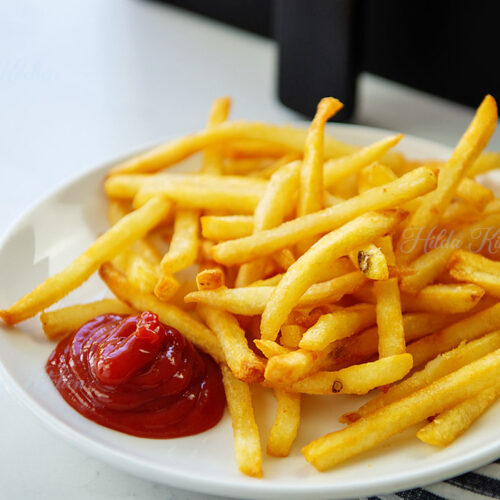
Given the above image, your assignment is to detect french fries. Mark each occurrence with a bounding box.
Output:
[0,96,500,478]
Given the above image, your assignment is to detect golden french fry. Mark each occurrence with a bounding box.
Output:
[296,304,375,351]
[212,167,436,265]
[417,382,500,446]
[267,389,300,457]
[254,339,292,359]
[340,332,500,423]
[261,210,406,340]
[99,262,225,363]
[40,299,135,340]
[323,134,403,188]
[200,215,254,241]
[352,243,389,280]
[397,95,497,264]
[401,284,484,314]
[201,97,231,174]
[196,305,265,383]
[373,278,406,358]
[400,213,500,295]
[0,198,170,325]
[196,267,225,290]
[358,162,398,193]
[235,161,300,287]
[297,97,343,217]
[292,353,412,394]
[448,250,500,298]
[221,365,262,477]
[185,272,365,316]
[111,121,355,175]
[280,325,305,349]
[457,177,495,210]
[302,349,500,471]
[406,304,500,366]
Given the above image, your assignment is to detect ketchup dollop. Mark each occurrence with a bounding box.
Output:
[46,312,225,438]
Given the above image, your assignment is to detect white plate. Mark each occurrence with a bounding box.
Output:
[0,125,500,499]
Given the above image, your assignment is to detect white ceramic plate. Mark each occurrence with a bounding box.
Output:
[0,125,500,499]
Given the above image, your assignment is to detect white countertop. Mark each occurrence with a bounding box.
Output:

• • • • •

**WHAT YOU NEED TO DO:** Reproduce the rows above verbatim, omitting the pictures.

**ANSWER TO THIS PROBLEM:**
Given the above image, your assignment is to detect french fries. Mark each occurrence with a bounding box.
Output:
[0,96,500,478]
Given the above image, your assignment is to detect golden french fry. Mark each occurrence with a bounding box.
Output:
[296,304,375,351]
[212,167,436,265]
[417,382,500,446]
[267,389,300,457]
[254,339,292,359]
[340,332,500,423]
[261,210,406,340]
[99,262,225,363]
[40,299,135,340]
[323,134,403,188]
[200,215,254,241]
[352,243,389,280]
[397,95,497,264]
[401,284,484,314]
[201,97,231,174]
[196,305,265,383]
[373,278,406,358]
[400,213,500,295]
[0,198,170,325]
[196,267,225,290]
[358,162,398,193]
[235,161,300,287]
[297,97,343,217]
[292,353,412,394]
[448,250,500,298]
[221,365,262,477]
[185,272,365,316]
[111,121,355,175]
[280,325,305,349]
[457,177,495,210]
[302,349,500,471]
[406,304,500,366]
Given the above image, your assignment is to detect ketchup dollop. Mark each occurrence with a bounding box.
Output:
[46,312,225,438]
Given the above image, your assignment is to detect white plate. Mark each occurrence with a bounding box.
Output:
[0,125,500,499]
Given the above image, your assignment is to detect white ceramic plate. Mark each occurrence with a bounding box.
Output:
[0,125,500,499]
Given the above image, your assignment is to detect white countertop. Mark each occurrence with a bounding box.
Output:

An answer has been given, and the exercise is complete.